- _Text passage_
We Never Cared About Collusion

The entire reason the Russia collusion hoax gripped the nation for years was because of the conspiracy theory that Trump was a traitor who had colluded with Russia to steal the 2016 election. As the Wall Street Journal put it, “Thousands of news stories appeared through this period suggesting myriad, concrete Trump campaign linkages to Russia.”

But once Weissmann was unable to find any collusion, the media simply dropped the claim that they had pushed for years. Now Goldman, who won a Pulitzer for pushing the claim, describes the Mueller probe as something that “uncovered the Kremlin’s complex operation to subvert the election and the Trump campaign’s expectation that it would benefit from foreign involvement.”

He hides the fact that Weissmann failed to find any evidence that Trump team colluded with Russia, which was the core allegation being investigated but has suddenly become so irrelevant that he doesn’t find it necessary to mention it while summing up the Mueller probe. Poof, it just disappeared.

Downplaying FISA Abuse

The 434-page Horowitz report identified major abuses by the FBI that violated Page’s civil liberties. The corporate media used to present itself as an institution that cared about protecting individual freedoms from abuse by unaccountable government. The IG report lists the threat to the First Amendment and “constitutionally protected activity” nearly 20 times.

Here’s how Goldman puts it: “Republicans have seized on a narrow aspect of the inquiry — the investigation into Mr. Page — in a long-running quest to undermine it.”

This is propaganda. FISA abuse was never a “narrow aspect” of the inquiry and everyone should have “seized” on it because lying to a FISA court and violating an American’s civil liberties are evil. For Goldman to opine the motivations of his political opponents is beyond his capabilities. Also, he should know that Republicans couldn’t “undermine” the investigation at this point if they tried, since it ended a long time ago.

Good-Faith Document Tampering

The CIA repeatedly told the FBI that Page was a source. Clinesmith told a supervisor Page wasn’t a source, despite what he was told by the CIA. He was asked by the supervisor to provide documentation supporting that claim, at which point he doctored an email so it said Page was “never a source.”

Here’s how Goldman spins this: “Mr. Clinesmith did not change the document in an attempt to cover up the F.B.I.’s mistake, the people familiar with the case said. His lawyers argued that he had made the change in good faith because he did not think that Mr. Page had been an actual source for the C.I.A.”

- _Provided data_
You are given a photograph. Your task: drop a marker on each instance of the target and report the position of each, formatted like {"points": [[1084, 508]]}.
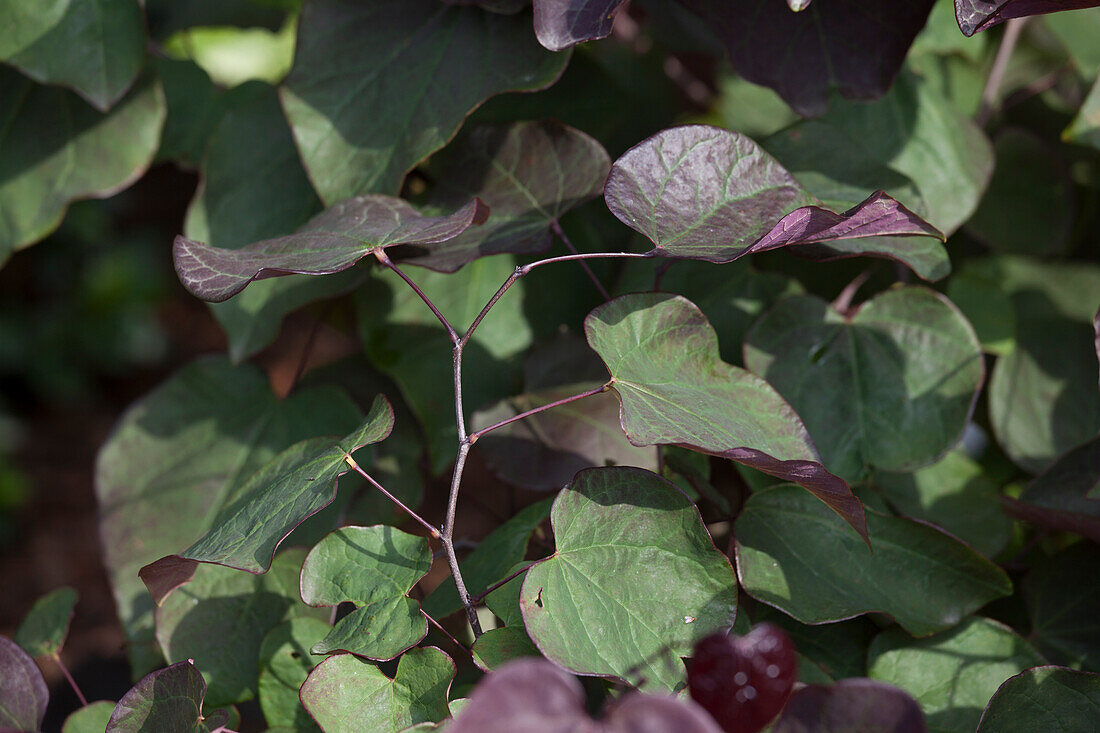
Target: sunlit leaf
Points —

- _What is expected_
According to the passage about the Mueller probe, how many pages long is the Horowitz report? The listing stands apart from the text and is its own material.

- _In response_
434 pages.